北区赤羽
埼玉県民にとって、北区赤羽は親しみのある街だった。
しかし、御殿場から来た民族楽器奏者のO君は、「あかはねほどヤバい街はないですよ」とボヤいていた。ちなみに、赤羽を「あかばね」と濁らせて読む地域と、「あかはね」と濁らずに読む地名が散在しているようで、O君はいつまでも「あかはね」と呼んでいた。私も諏訪に住んで「あかはね」(赤羽根)と濁らない読み方があることを知った。
民族楽器奏者のO君の兄は、態度の悪い煽り運転の車の前でわざとサイドブレーキを引く、これまたヤバい人なのに、そんなO君が「ヤバい街」という赤羽の印象を、私は理解しきれなかった。
これは沿線あるあるなのか、例えば埼玉県民は、松戸や蒲田に対して異様に構えるが、千葉県民は松戸を何とも思わない。同じように、神奈川県民は蒲田をなんとも思わない。身近さが異質さを緩和するということなのか。【ごめんなさい、冗談です。埼玉県民はその辺の草でも食ってろと『翔んで埼玉』で言われていますので、平にご容赦を。】
私の小学校のころ(1980~1986)に、たぶん、不良文化は地方へと拡散して、都心ではすでにハイブロー化が進んでいたように思う。成増や十条が悪かったのも、とんねるずの石橋さんが高校生くらいのとき(1977~79?)だったろうし、私が中学校に入る直前(1986)には、廊下をバイクで走る先輩や、日本刀をもって殴り込みにくる他校生がいるという話を聞いた。

- [取り組む課題]
a – 赤羽に関する文章によると、筆者は諏訪に住んで何を知りましたか。
b – 赤羽に関する文章を、最後の一文に続けて書き進めてください。
この後に続くデータは、赤羽に関する文章とは別の資料です。

- [資料]
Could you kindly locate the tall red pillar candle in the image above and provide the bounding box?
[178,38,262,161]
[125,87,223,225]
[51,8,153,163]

- [課題ごとの解答]
a – 「赤羽根」を「あかはね」と濁らずに読む読み方があることです。

b –
そこから推論すると、赤羽も私が都心に何かをしに行く時代には、そこまで悪い不良たちがたむろしていた場所ではなくなっていたと思われる。
しかし、O君の「ヤバい街」という評価は、そういう不良文化の名残ではないらしい。O君も、言葉を濁すものだから、いつまでもその秘密が解けずにいたのだが、清野とおるさんの『東京都北区赤羽』は、その「ヤバさ」の一端を垣間見せてくれたように思う。
ただ、「ヤバい」といっても、それは昭和的な人情味にあふれているというもので、わざわざ「ヤバい」と表現すべきものだったのか。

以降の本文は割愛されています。